**Extract provided**
1. Field of the Disclosure
The disclosure relates generally to methods and apparatus for drilling and completing well bores. More specifically, the disclosure relates to methods and apparatus for a permanent anchoring device in a packer assembly.
2. Background Art
In the drilling, completing, or reworking of oil wells, a great variety of downhole tools are used. Particularly, downhole tools, referred to as packers and bridge plugs, are designed to isolate certain areas in a wellbore, and are well known in the art of producing oil and gas. Packers and bridge plugs are similar in structure and similar in the method in which they are set in a casing, however, they are designed to perform different functions in a wellbore. A bridge plug may be set in a casing as a lower limit, whereas a packer may be set above the bridge plug as an upper limit forming an isolated zone between the two. It is then possible to pressure down through a bore of the packer to communicate with the isolated region.

**Set problem A**
Which operations on oil wells does the packer and bridge plug text name as ones in which downhole tools are used?
The packer text and the listing come from unrelated sources.

**Provided data**
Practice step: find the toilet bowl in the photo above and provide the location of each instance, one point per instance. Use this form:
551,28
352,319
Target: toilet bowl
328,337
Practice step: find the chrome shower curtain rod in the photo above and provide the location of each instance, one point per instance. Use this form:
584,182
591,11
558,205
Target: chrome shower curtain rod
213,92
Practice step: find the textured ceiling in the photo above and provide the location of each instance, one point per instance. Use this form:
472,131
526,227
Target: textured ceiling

---

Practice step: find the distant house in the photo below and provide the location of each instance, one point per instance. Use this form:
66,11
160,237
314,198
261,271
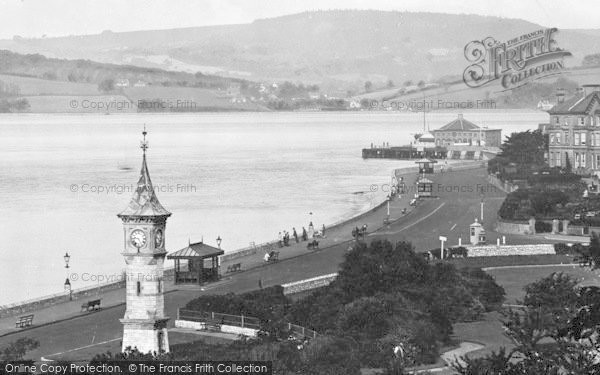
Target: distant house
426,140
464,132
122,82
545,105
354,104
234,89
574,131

==

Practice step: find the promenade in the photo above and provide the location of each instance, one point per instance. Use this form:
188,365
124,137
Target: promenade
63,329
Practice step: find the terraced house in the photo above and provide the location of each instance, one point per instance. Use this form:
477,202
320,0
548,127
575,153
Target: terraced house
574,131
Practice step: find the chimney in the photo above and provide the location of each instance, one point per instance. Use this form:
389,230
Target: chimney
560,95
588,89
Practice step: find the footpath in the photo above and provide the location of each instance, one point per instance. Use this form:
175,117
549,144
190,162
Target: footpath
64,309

**Set problem B**
Extract from the listing the lines from the line with "Practice step: find the toilet" to the line with "Target: textured ceiling", both included, and reproduce them word for word.

**Written response A**
Drilling, completing, and reworking.

**Written response B**
Practice step: find the toilet bowl in the photo above and provide the location of each instance, one point per instance. Use this form:
551,28
352,319
Target: toilet bowl
328,337
Practice step: find the chrome shower curtain rod in the photo above and provide the location of each instance, one point per instance. Use this form:
584,182
591,11
558,205
Target: chrome shower curtain rod
213,92
Practice step: find the textured ceiling in the photo above and provide the location of each instance, one point per instance. Use this form:
472,131
526,227
Target: textured ceiling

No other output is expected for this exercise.